Goal of the exercise: Copy the listing below word for word, and leave the pictures out of your copy.

Segmentation annotation listing:
------------------------
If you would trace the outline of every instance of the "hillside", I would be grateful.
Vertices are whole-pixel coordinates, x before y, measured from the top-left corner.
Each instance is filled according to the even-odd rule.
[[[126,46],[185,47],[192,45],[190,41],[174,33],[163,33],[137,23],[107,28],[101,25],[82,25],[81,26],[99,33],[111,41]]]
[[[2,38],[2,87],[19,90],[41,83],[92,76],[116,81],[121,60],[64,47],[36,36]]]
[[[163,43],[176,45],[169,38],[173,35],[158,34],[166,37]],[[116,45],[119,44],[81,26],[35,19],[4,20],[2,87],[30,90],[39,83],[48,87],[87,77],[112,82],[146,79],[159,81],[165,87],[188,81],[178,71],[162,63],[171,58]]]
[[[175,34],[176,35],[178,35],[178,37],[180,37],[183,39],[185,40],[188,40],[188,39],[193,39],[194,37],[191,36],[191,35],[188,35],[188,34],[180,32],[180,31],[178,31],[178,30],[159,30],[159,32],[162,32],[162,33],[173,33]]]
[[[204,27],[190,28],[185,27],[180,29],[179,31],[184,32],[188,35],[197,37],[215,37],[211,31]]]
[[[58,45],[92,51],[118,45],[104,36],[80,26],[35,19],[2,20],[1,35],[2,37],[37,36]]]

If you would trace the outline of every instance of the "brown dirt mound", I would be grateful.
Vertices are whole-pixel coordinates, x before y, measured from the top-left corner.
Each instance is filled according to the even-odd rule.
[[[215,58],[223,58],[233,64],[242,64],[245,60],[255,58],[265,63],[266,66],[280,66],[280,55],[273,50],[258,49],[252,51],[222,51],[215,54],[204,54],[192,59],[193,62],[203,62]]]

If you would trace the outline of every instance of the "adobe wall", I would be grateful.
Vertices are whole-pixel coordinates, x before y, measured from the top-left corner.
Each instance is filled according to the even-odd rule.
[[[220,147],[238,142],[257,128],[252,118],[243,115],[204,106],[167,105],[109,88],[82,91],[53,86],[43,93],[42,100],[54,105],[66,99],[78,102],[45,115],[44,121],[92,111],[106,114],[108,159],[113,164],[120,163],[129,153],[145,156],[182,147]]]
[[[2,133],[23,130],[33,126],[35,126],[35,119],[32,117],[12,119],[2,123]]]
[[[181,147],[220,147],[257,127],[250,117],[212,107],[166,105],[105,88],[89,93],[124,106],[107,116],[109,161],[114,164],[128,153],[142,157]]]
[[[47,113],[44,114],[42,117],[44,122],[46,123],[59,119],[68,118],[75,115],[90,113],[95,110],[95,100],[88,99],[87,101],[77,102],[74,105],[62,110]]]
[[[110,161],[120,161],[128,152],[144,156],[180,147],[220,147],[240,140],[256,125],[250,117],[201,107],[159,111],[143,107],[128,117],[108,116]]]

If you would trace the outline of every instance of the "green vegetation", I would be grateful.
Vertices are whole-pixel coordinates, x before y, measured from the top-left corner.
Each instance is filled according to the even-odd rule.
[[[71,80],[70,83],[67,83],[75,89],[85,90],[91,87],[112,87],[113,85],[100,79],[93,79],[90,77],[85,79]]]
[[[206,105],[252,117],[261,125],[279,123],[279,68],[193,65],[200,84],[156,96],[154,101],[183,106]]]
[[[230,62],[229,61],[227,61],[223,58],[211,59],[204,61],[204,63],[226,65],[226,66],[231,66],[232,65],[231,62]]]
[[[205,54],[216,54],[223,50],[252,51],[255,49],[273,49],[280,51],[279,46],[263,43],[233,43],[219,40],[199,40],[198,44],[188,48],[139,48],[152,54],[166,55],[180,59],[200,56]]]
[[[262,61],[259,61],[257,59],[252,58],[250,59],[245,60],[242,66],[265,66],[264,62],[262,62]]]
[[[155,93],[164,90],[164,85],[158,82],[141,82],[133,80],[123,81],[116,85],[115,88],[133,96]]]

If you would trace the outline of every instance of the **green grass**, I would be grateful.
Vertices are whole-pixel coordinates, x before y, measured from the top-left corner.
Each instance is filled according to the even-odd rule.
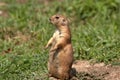
[[[75,59],[120,65],[120,1],[1,0],[0,80],[46,80],[48,50],[56,13],[70,19]],[[40,2],[41,1],[41,2]]]

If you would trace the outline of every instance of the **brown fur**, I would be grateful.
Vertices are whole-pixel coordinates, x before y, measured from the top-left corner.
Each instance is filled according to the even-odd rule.
[[[73,48],[68,20],[62,15],[53,15],[50,22],[56,26],[56,31],[45,47],[51,46],[48,71],[52,77],[68,80],[73,63]]]

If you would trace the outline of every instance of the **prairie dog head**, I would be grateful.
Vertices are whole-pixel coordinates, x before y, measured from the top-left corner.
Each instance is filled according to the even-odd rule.
[[[68,20],[62,15],[53,15],[50,17],[50,22],[56,27],[68,26]]]

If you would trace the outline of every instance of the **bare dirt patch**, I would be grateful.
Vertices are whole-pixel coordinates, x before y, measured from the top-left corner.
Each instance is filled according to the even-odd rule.
[[[120,66],[75,61],[73,68],[77,71],[78,80],[120,80]]]

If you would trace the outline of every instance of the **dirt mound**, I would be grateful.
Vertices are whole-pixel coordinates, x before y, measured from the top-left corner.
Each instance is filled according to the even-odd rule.
[[[78,80],[120,80],[120,66],[75,61],[73,68],[77,71]]]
------------------------
Solution for this problem:
If you would trace the outline of every instance of the "hillside", I would be grateful.
Vertices are whole-pixel coordinates, x before y, measured from the top-left corner.
Each instance is filled according to the even-odd rule.
[[[126,46],[185,47],[192,45],[190,41],[174,33],[163,33],[137,23],[107,28],[101,25],[82,25],[81,26],[99,33],[111,41]]]
[[[2,38],[2,87],[19,90],[41,83],[92,76],[116,81],[121,60],[64,47],[36,36]]]
[[[163,43],[176,45],[169,38],[173,35],[158,34],[166,37]],[[116,45],[119,44],[81,26],[35,19],[4,20],[2,87],[30,90],[39,83],[48,87],[87,77],[112,82],[146,79],[159,81],[165,87],[188,81],[178,71],[162,63],[171,58]]]
[[[175,34],[176,35],[178,35],[178,37],[180,37],[183,39],[185,40],[188,40],[188,39],[193,39],[194,37],[191,36],[191,35],[188,35],[188,34],[180,32],[180,31],[178,31],[178,30],[159,30],[159,32],[162,32],[162,33],[173,33]]]
[[[204,27],[190,28],[185,27],[180,29],[179,31],[184,32],[188,35],[197,37],[215,37],[211,31]]]
[[[58,45],[92,51],[118,45],[104,36],[80,26],[35,19],[2,20],[1,35],[2,37],[37,36]]]

If you would trace the outline of every instance of the "brown dirt mound", I would be grateful.
Vertices are whole-pixel coordinates, x before y, measured from the top-left corner.
Each instance is filled according to the even-odd rule.
[[[215,58],[223,58],[233,64],[242,64],[245,60],[255,58],[265,63],[266,66],[280,66],[280,55],[273,50],[258,49],[252,51],[222,51],[215,54],[204,54],[192,59],[193,62],[203,62]]]

If you would trace the outline of every instance of the "adobe wall", I would be grateful.
Vertices are whole-pixel coordinates, x before y, measured from the top-left corner.
Each instance is filled according to the even-odd rule.
[[[220,147],[238,142],[257,128],[252,118],[243,115],[204,106],[167,105],[109,88],[82,91],[53,86],[43,93],[42,100],[54,105],[66,99],[78,102],[45,115],[44,121],[92,111],[106,114],[108,159],[113,164],[120,163],[129,153],[145,156],[182,147]]]
[[[2,133],[23,130],[33,126],[35,126],[35,119],[32,117],[12,119],[2,123]]]
[[[181,147],[220,147],[257,127],[250,117],[212,107],[166,105],[105,88],[89,93],[124,106],[107,116],[109,161],[114,164],[128,153],[142,157]]]
[[[47,113],[44,114],[42,117],[44,122],[46,123],[59,119],[68,118],[75,115],[90,113],[95,110],[95,100],[88,99],[87,101],[77,102],[74,105],[62,110]]]
[[[110,161],[120,161],[128,152],[144,156],[180,147],[220,147],[240,140],[256,125],[250,117],[201,107],[159,111],[143,107],[128,117],[108,116]]]

If you would trace the outline of every instance of the "green vegetation", I would be grateful.
Vertices are whole-pixel coordinates, x before y, measured from the top-left corner.
Each instance is filled according to the even-odd rule.
[[[71,80],[70,83],[67,83],[75,89],[85,90],[91,87],[112,87],[113,85],[100,79],[93,79],[90,77],[85,79]]]
[[[206,105],[252,117],[261,125],[279,123],[279,68],[193,65],[200,84],[156,96],[154,101],[183,106]]]
[[[230,62],[229,61],[227,61],[223,58],[211,59],[204,61],[204,63],[226,65],[226,66],[231,66],[232,65],[231,62]]]
[[[205,54],[216,54],[223,50],[252,51],[255,49],[273,49],[280,51],[279,46],[263,43],[233,43],[219,40],[199,40],[198,44],[188,48],[139,48],[152,54],[166,55],[180,59],[200,56]]]
[[[262,61],[259,61],[257,59],[252,58],[250,59],[245,60],[242,66],[265,66],[264,62],[262,62]]]
[[[155,93],[164,90],[164,85],[158,82],[141,82],[133,80],[123,81],[116,85],[115,88],[133,96]]]

If you would trace the outline of every instance of the **green grass**, I would be grateful.
Vertices are whole-pixel coordinates, x before y, measured from the top-left corner.
Each instance is filled according to the even-odd rule.
[[[75,59],[120,65],[120,1],[1,0],[0,80],[46,80],[48,50],[56,13],[70,19]],[[40,2],[41,1],[41,2]]]

If you would trace the outline of every instance of the **brown fur**, I would be grateful.
Vertices are whole-pixel coordinates, x before y, measured from the top-left corner.
Each instance is filled according to the even-odd rule.
[[[73,48],[68,20],[62,15],[53,15],[50,22],[56,26],[56,31],[45,47],[51,46],[48,71],[52,77],[68,80],[73,63]]]

If you would trace the outline of every instance of the **prairie dog head**, I would be grateful.
Vertices are whole-pixel coordinates, x before y, measured from the top-left corner.
Each instance is filled according to the even-odd rule.
[[[68,20],[62,15],[53,15],[50,17],[50,22],[56,27],[68,26]]]

If you would trace the outline of every instance of the **bare dirt patch**, I would be grateful.
Vertices are whole-pixel coordinates, x before y, measured from the top-left corner.
Each instance is filled according to the even-odd rule.
[[[120,66],[75,61],[73,68],[77,71],[78,80],[120,80]]]

If you would trace the outline of every instance of the **dirt mound**, I would be grateful.
Vertices are whole-pixel coordinates, x before y, measured from the top-left corner.
Each instance is filled according to the even-odd rule.
[[[78,80],[120,80],[120,66],[75,61],[73,68],[77,71]]]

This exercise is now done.